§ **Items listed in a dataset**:
━━━━━━━━━━
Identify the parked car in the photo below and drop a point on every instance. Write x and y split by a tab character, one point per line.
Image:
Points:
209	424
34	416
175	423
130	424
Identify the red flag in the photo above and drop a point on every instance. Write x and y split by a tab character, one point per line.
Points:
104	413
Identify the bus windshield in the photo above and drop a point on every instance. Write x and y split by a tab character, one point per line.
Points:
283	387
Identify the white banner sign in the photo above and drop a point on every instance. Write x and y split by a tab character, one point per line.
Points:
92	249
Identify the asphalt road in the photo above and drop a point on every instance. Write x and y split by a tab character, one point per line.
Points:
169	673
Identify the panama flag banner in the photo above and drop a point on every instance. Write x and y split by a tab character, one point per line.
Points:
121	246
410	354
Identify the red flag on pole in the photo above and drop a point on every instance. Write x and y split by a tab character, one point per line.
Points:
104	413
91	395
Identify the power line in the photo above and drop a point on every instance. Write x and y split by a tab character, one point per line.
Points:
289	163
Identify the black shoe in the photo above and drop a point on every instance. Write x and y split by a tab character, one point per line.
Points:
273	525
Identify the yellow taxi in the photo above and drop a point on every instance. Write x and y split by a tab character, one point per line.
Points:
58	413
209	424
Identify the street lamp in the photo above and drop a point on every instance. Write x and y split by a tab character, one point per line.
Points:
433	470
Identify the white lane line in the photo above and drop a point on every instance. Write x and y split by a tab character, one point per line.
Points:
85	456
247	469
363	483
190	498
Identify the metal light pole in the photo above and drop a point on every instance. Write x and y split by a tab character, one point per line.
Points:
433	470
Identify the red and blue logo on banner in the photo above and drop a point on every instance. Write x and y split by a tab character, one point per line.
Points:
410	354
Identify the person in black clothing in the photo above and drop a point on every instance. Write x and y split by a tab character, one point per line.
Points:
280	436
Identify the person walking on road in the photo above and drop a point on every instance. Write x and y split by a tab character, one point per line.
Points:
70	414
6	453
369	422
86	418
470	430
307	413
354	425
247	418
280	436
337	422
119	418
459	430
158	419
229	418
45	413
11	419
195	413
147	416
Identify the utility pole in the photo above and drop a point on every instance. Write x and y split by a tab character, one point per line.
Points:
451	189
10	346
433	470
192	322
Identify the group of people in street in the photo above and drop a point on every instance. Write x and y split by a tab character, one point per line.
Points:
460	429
━━━━━━━━━━
§ **Exercise**: Express these lines as a Markdown table with two columns, No. and Line, giving each line a row number and omitting any blank lines.

§ **Solution to this task**:
| No. | Line |
|---|---|
| 1 | Identify the parked car in the photo below and drop a point on every instance. Write x and y split by a tab character, one point per line. |
| 2 | Image: |
| 3 | Points: |
| 4 | 209	424 |
| 5 | 34	416 |
| 6 | 175	423 |
| 7 | 130	424 |
| 8 | Identify the red flag in the photo above and drop a point on every instance. Write x and y split by a tab character, one point per line. |
| 9 | Points: |
| 10 | 104	413 |
| 11 | Identify the bus windshield in the photo above and drop a point on every instance. Write x and y split by a tab character, one point per line. |
| 12 | Points: |
| 13 | 283	387 |
| 14 | Identify the white banner sign in the photo above and drop a point on every instance. Write x and y split by a tab character, one point per line. |
| 15 | Points: |
| 16 | 92	249 |
| 17 | Identify the asphalt road in the photo above and drop a point on every instance. Write x and y split by a tab character, one point per line. |
| 18 | Points: |
| 19 | 169	673 |
| 20 | Identify the panama flag banner in the photo above and drop a point on every instance. Write x and y split by a tab character, one point per line. |
| 21 | Points: |
| 22 | 121	246 |
| 23 | 410	354 |
| 24 | Identify the red flag on pole in the photo above and drop a point on every instance. Write x and y split by a tab character, one point per line. |
| 25 | Points: |
| 26 | 104	413 |
| 27 | 91	395 |
| 28 | Identify the power line in the photo above and drop a point on every instance. Write x and y split by a tab character, one point per line. |
| 29 | Points: |
| 30 | 289	163 |
| 31 | Identify the black shoe in the photo above and drop a point on every instance. Write x and y split by a tab character, one point per line. |
| 32 | Points: |
| 33 | 273	525 |
| 34 | Identify the yellow taxi in the photo above and drop a point on every instance. Write x and y split by a tab character, one point per line. |
| 35 | Points: |
| 36 | 58	413 |
| 37 | 209	424 |
| 38 | Identify the street lamp in the photo above and drop a point on every instance. Write x and y split by a tab character, one point per line. |
| 39 | Points: |
| 40 | 433	470 |
| 41 | Identify the white lane line in the photo above and drop a point on every instance. Write x and y split by a tab character, one point per line. |
| 42 | Points: |
| 43 | 85	456 |
| 44 | 247	469 |
| 45 | 363	483 |
| 46 | 190	498 |
| 47 | Identify the metal light pole in the photo above and drop a point on every instance. Write x and y split by a tab character, one point per line. |
| 48 | Points: |
| 49 | 433	470 |
| 50 | Identify the red and blue logo on banner in the photo above and drop a point on every instance. Write x and y split by a tab character, one point per line. |
| 51 | Points: |
| 52 | 410	354 |
| 53 | Identify the person in black clothing in the photo above and drop a point on every instance. Write x and y split by a tab character, one point per line. |
| 54 | Points: |
| 55 | 280	436 |
| 56 | Identify the person walking on road in the photo above and drop a point on every instance. Write x and y split by a tab character, one point per line. |
| 57 | Points: |
| 58 | 70	414 |
| 59 | 6	453 |
| 60 | 369	422 |
| 61 | 86	418 |
| 62 | 470	430 |
| 63 | 307	413 |
| 64 | 354	425 |
| 65 | 247	418 |
| 66 | 280	436 |
| 67 | 337	422 |
| 68 | 119	418 |
| 69 | 459	430 |
| 70 | 158	419 |
| 71 | 229	418 |
| 72 | 45	413 |
| 73 | 11	419 |
| 74 | 195	413 |
| 75 | 147	416 |
| 76 | Identify the utility pole in the photo above and drop a point on every instance. Write x and y split by a tab character, one point per line. |
| 77 | Points: |
| 78 | 451	189 |
| 79 | 10	346 |
| 80 | 433	470 |
| 81 | 192	322 |
| 82 | Identify the group of people in street in the photo above and drop a point on every instance. Write x and y split by a tab character, one point per line. |
| 83 | Points: |
| 84 | 460	429 |